### Exercise task
Rewrite the listing below, swapping each "keypoint" for "marker" and keeping everything else the same.

### Input for this task
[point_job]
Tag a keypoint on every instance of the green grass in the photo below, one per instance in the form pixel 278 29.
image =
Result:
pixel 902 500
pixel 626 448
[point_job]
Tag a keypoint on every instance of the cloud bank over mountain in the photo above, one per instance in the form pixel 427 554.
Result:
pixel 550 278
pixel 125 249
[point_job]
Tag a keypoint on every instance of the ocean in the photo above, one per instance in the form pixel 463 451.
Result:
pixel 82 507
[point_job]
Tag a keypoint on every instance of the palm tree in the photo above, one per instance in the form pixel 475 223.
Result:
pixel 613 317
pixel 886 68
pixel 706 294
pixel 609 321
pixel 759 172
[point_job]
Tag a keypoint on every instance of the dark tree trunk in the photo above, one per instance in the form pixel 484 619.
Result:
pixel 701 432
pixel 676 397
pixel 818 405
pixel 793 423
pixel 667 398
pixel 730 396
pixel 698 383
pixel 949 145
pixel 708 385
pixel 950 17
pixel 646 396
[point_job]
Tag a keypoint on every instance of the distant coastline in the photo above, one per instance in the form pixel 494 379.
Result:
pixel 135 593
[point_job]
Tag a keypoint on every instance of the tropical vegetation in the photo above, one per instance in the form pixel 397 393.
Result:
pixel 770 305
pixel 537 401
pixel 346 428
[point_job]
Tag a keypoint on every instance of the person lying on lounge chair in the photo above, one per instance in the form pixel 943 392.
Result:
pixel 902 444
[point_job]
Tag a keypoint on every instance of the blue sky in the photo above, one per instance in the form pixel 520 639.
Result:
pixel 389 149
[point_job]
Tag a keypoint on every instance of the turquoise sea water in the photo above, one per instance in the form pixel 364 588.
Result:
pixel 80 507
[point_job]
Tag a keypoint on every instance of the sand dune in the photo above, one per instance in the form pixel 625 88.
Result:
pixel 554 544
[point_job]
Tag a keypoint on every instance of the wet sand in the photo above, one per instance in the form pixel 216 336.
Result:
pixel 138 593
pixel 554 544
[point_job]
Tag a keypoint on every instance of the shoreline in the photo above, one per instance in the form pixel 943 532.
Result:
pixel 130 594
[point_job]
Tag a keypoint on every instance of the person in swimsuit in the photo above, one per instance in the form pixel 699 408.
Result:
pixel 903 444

### Result of the task
[point_job]
Tag a marker on every instance of the green grass in the photo below, one per instance in the form pixel 278 29.
image =
Result:
pixel 902 500
pixel 626 448
[point_job]
Tag a marker on every instance of the cloud bank over mountain in the photo above, one per instance in the form pixel 427 554.
Result:
pixel 550 278
pixel 125 249
[point_job]
Tag a marker on every instance of the ocean in the photo above, one per instance in the form pixel 463 451.
Result:
pixel 82 507
[point_job]
Tag a marker on every instance of the palm tree in the photo above, one per instance in the form pixel 475 223.
Result:
pixel 613 317
pixel 886 68
pixel 706 294
pixel 609 321
pixel 759 172
[point_job]
Tag a marker on every instance of the dark tree trunk in the photo above, one per instance in the form pixel 484 619.
Result:
pixel 701 432
pixel 676 397
pixel 818 405
pixel 793 423
pixel 667 398
pixel 730 396
pixel 698 383
pixel 949 145
pixel 708 385
pixel 950 17
pixel 646 396
[point_job]
Tag a marker on every instance of the distant coastline in the photo above, one per instance in the form pixel 494 379.
Result:
pixel 135 593
[point_job]
Tag a marker on every instance of the tropical vegetation in the photo above, one per instance in the form pixel 397 393.
Result:
pixel 770 305
pixel 537 401
pixel 346 428
[point_job]
Tag a marker on every instance of the person lying on lounge chair in the photo above, one per instance in the form pixel 943 392.
Result:
pixel 902 444
[point_job]
Tag a marker on every instance of the blue sky in the photo above, one per instance in the form pixel 520 639.
Result:
pixel 389 149
[point_job]
Tag a marker on every instance of the turquoise sea water in the photo above, one per instance in the form pixel 364 588.
Result:
pixel 80 507
[point_job]
Tag a marker on every instance of the sand dune in the photo above, one per instance in the form pixel 625 88.
Result:
pixel 554 544
[point_job]
Tag a marker on every instance of the wet sand in the photo above, one per instance in the form pixel 216 336.
Result:
pixel 138 593
pixel 554 544
[point_job]
Tag a marker on every instance of the shoreline in the photo above, one per instance in the form pixel 943 532.
Result:
pixel 130 594
[point_job]
Tag a marker on every instance of the person in swimsuit in the photo above, one per instance in the form pixel 699 408.
Result:
pixel 903 444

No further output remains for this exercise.